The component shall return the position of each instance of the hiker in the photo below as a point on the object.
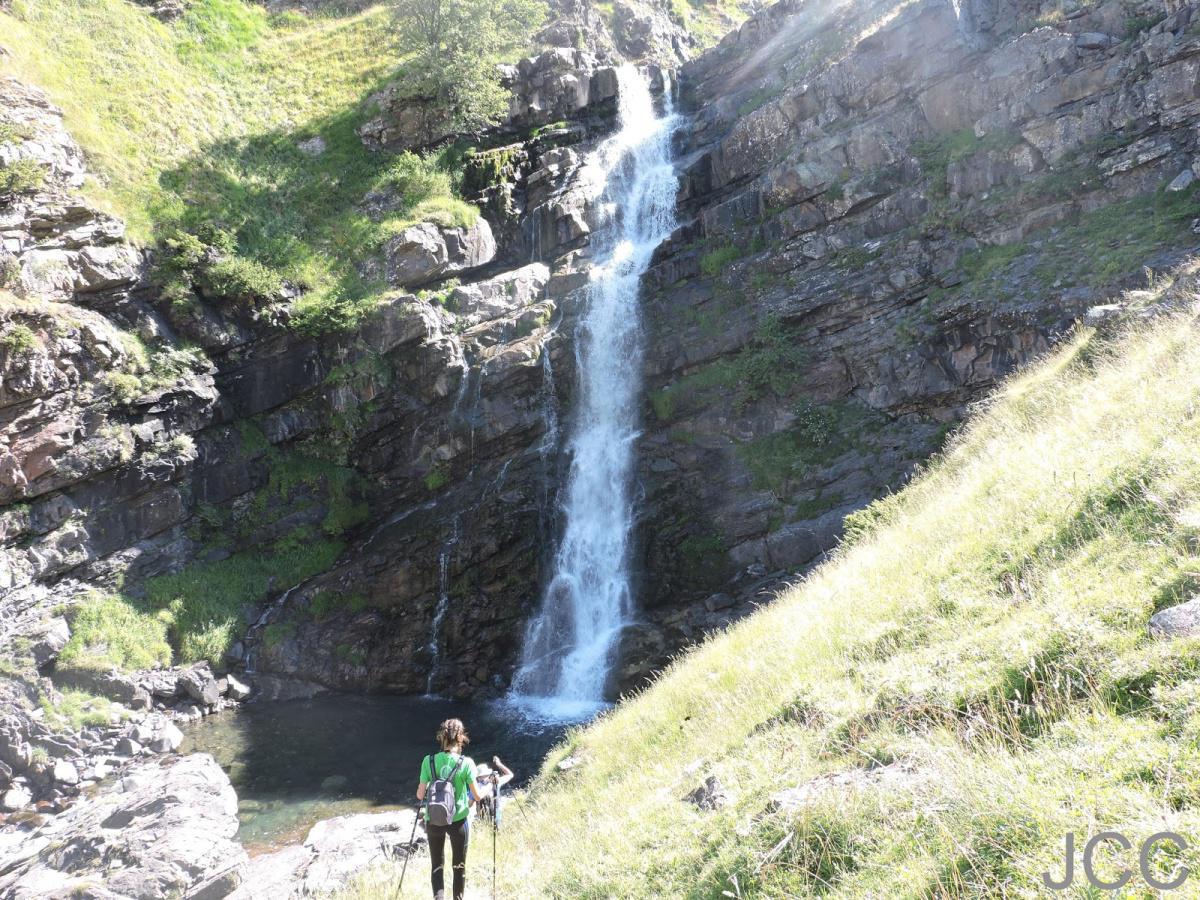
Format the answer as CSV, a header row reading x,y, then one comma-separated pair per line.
x,y
497,775
459,772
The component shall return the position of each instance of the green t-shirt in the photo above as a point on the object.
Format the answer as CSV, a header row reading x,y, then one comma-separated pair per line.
x,y
463,778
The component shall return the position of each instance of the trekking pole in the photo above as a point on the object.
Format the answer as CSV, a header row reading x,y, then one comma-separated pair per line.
x,y
496,827
408,851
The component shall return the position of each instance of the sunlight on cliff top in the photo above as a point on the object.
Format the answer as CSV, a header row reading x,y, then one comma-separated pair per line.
x,y
966,681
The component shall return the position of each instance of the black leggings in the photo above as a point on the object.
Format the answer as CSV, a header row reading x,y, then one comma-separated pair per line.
x,y
459,834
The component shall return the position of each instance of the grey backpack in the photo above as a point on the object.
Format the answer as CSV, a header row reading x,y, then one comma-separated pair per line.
x,y
442,797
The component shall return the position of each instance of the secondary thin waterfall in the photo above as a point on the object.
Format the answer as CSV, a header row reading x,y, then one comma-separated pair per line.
x,y
570,643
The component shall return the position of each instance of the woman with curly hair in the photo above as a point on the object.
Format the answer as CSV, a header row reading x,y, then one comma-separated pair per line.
x,y
451,766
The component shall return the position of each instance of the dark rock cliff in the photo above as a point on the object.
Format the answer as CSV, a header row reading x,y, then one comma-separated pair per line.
x,y
887,209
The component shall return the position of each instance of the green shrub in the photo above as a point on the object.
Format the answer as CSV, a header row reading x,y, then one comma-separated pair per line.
x,y
436,479
22,177
18,339
75,709
109,631
15,132
714,262
205,604
241,280
417,179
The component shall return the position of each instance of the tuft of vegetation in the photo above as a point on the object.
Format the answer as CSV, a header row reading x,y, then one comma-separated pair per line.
x,y
456,46
714,262
147,370
819,435
109,631
73,711
23,175
243,280
18,339
203,121
205,604
975,672
769,364
15,132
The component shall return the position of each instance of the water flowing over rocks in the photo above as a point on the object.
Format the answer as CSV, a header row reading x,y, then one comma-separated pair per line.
x,y
336,852
881,211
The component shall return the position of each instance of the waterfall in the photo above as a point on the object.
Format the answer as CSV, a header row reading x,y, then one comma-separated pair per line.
x,y
570,643
439,613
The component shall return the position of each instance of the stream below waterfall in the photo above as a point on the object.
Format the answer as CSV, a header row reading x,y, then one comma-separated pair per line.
x,y
295,762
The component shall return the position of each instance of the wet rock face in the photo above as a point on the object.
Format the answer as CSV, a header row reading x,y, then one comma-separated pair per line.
x,y
426,252
163,829
881,227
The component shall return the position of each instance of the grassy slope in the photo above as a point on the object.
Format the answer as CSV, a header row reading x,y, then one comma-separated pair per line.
x,y
987,637
199,121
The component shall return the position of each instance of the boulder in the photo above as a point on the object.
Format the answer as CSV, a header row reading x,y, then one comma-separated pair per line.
x,y
49,641
168,833
336,852
425,252
709,796
199,684
65,773
502,295
235,689
16,798
127,747
1182,621
167,739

______

**PROBLEM TO WORK ON:**
Please rewrite all of the records above, substituting "The module" for each occurrence of "The component" and changing nothing else. Leave the pictures out of your answer.

**EXERCISE RESULT:**
The module shall return the position of each instance of the hiker in the photo below as a point on the object.
Format the answer as CSV, a header row reading x,y, then one comma-separated pair per line.
x,y
497,775
459,772
The module shall return the position of each instance of the green t-shirt in the photo above as a point on the object.
Format the answer as CSV, a header row reading x,y, then one comma-separated pair per line.
x,y
463,778
The module shall return the position of each instance of the trekking pole in the photo above as a point on the object.
Format the answer as CSV, a header row reading x,y, then one comma-separated pair per line.
x,y
496,827
408,851
The module shall return the position of each instance of the sunlight on cliff top in the photo above as a point on the object.
Format the answer as CSV, a header row reading x,y, then one comma-separated pair per line.
x,y
966,681
The module shall return the position of each instance of the black leggings in the photo above as a point on the object.
Format the answer as CSV, a header row reading x,y, then one comma-separated pair per line.
x,y
459,834
The module shall return the position of each instance of the grey backpack in the photo above as a point on the object.
Format the answer as CSV, a header row reading x,y, then one comma-separated pair per line.
x,y
442,797
The module shall return the position of each instance of the secondary thin waterfall in the photo above as a point on the object.
Format the answer as CSV, a header row reading x,y, then one comma-separated pair per line.
x,y
570,643
The module shall return the position of each instance of the woman with curly hair in the photo above as a point on the object.
Format the answer as CSV, a header row reading x,y, then one comma-separated pair per line.
x,y
451,766
The module shall return the position of each instance of the dark rock cliff in the photo above as a point on the object.
Format the answer as CSV, a header row reading x,y, then one comma-separated pair per line.
x,y
887,209
The module shall return the position of each instance of the green shrub in the photo above as a point on the object.
Format the answer as CSV, a header row reading x,y, then one comma-separated pair per line.
x,y
436,479
22,177
18,339
75,709
109,631
15,132
714,262
205,604
241,280
417,179
The module shall return the position of each instance of the tuft of vegetation in the photo above as a point on the object.
Format the answer as CSV, a header row reading x,y, then one comma-separated pair per line.
x,y
456,46
714,262
147,370
819,435
109,631
73,711
23,175
243,280
18,339
203,121
205,604
975,672
769,364
15,132
The module shall return the position of each instance of the water flowing over rocks in the photo above as a point on the object.
Format the answer as CSV, a header row reading x,y, then one comma-separated pair per line.
x,y
336,852
881,211
The module shall return the position of each instance of the waterfall in the photo above as a point on the object.
Format the answer as CSV, a header row reading x,y, then one comma-separated pair per line.
x,y
570,643
439,613
The module shall return the position of each instance of the stream below waterfall in the photo above as a point on the object.
Format the answer as CSV, a header row reading x,y, then one comma-separated pair per line.
x,y
295,762
The module shall return the position of each instance of the wet rock face in the photo above as a point on the object.
Format the answer as CSV, a header row reading x,y, then one comma-separated pair per line.
x,y
426,252
163,829
881,227
The module shall return the position of each instance of the grassy slope in the photo above as a point on the object.
Format the answer as CSV, a header row reading x,y, then one comma-separated pair per line.
x,y
987,637
199,121
The module shall return the position of each instance of the boulder in the photo above as a point on the object.
Format the answer as CSV, a header row reading x,y, then one comma-separated pair per line.
x,y
49,641
168,833
336,852
425,252
709,796
199,684
65,773
502,295
235,689
16,798
127,747
1182,621
167,739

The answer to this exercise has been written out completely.